> [Exercise task]: Repeat everything in the material exactly.

_____

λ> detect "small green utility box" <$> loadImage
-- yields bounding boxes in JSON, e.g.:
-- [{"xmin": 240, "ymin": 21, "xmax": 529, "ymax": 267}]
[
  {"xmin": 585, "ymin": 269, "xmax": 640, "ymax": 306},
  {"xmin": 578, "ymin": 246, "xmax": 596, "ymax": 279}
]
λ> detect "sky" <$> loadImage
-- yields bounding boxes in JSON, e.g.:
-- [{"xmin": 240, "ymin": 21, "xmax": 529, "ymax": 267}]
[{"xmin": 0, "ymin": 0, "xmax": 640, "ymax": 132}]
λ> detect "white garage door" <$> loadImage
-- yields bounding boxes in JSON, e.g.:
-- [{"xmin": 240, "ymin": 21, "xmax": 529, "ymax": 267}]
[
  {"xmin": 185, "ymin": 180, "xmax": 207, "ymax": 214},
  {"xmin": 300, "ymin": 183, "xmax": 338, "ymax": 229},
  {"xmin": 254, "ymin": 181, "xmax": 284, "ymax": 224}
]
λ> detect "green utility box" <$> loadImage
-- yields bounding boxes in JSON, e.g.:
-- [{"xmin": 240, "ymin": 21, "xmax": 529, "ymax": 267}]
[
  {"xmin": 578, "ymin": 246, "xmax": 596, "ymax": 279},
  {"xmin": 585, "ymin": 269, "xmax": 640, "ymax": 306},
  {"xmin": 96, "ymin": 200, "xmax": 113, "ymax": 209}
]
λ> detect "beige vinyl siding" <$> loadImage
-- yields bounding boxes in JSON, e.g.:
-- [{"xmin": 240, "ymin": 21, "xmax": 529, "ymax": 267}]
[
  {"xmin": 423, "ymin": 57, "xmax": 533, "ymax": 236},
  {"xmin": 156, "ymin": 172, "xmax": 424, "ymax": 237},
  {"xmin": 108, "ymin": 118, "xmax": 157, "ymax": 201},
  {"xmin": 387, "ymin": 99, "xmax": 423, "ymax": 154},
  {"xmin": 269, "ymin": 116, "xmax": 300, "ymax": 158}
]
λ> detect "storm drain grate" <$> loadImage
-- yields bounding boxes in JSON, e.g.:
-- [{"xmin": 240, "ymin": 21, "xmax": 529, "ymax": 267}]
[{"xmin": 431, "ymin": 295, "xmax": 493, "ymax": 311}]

_____

> [Task solution]:
λ> detect "small green utility box" <$> loadImage
-- yields bounding boxes in JSON, e.g.:
-- [{"xmin": 240, "ymin": 21, "xmax": 529, "ymax": 267}]
[
  {"xmin": 585, "ymin": 269, "xmax": 640, "ymax": 306},
  {"xmin": 578, "ymin": 246, "xmax": 596, "ymax": 279}
]
λ> detect "sky" <$> loadImage
-- yields bounding boxes in JSON, e.g.:
-- [{"xmin": 240, "ymin": 21, "xmax": 529, "ymax": 267}]
[{"xmin": 0, "ymin": 0, "xmax": 640, "ymax": 132}]
λ> detect "white garage door" <$> loadImage
-- yields bounding boxes in JSON, e.g.:
-- [{"xmin": 240, "ymin": 21, "xmax": 529, "ymax": 267}]
[
  {"xmin": 185, "ymin": 180, "xmax": 207, "ymax": 214},
  {"xmin": 300, "ymin": 183, "xmax": 338, "ymax": 229},
  {"xmin": 254, "ymin": 181, "xmax": 284, "ymax": 224}
]
λ> detect "green utility box" <$> loadImage
-- yields bounding boxes in JSON, e.g.:
-- [{"xmin": 240, "ymin": 21, "xmax": 529, "ymax": 267}]
[
  {"xmin": 578, "ymin": 246, "xmax": 596, "ymax": 279},
  {"xmin": 585, "ymin": 269, "xmax": 640, "ymax": 306},
  {"xmin": 96, "ymin": 200, "xmax": 113, "ymax": 209}
]
λ> detect "beige vinyl siding" <$> loadImage
-- yields bounding boxes in JSON, e.g.:
-- [{"xmin": 240, "ymin": 21, "xmax": 529, "ymax": 267}]
[
  {"xmin": 423, "ymin": 57, "xmax": 533, "ymax": 236},
  {"xmin": 156, "ymin": 172, "xmax": 424, "ymax": 237},
  {"xmin": 108, "ymin": 118, "xmax": 157, "ymax": 201},
  {"xmin": 387, "ymin": 99, "xmax": 423, "ymax": 154},
  {"xmin": 269, "ymin": 116, "xmax": 300, "ymax": 158}
]
λ> detect "storm drain grate" <$> loadImage
-- yields bounding boxes in JSON, e.g.:
-- [{"xmin": 240, "ymin": 21, "xmax": 529, "ymax": 267}]
[{"xmin": 431, "ymin": 295, "xmax": 493, "ymax": 311}]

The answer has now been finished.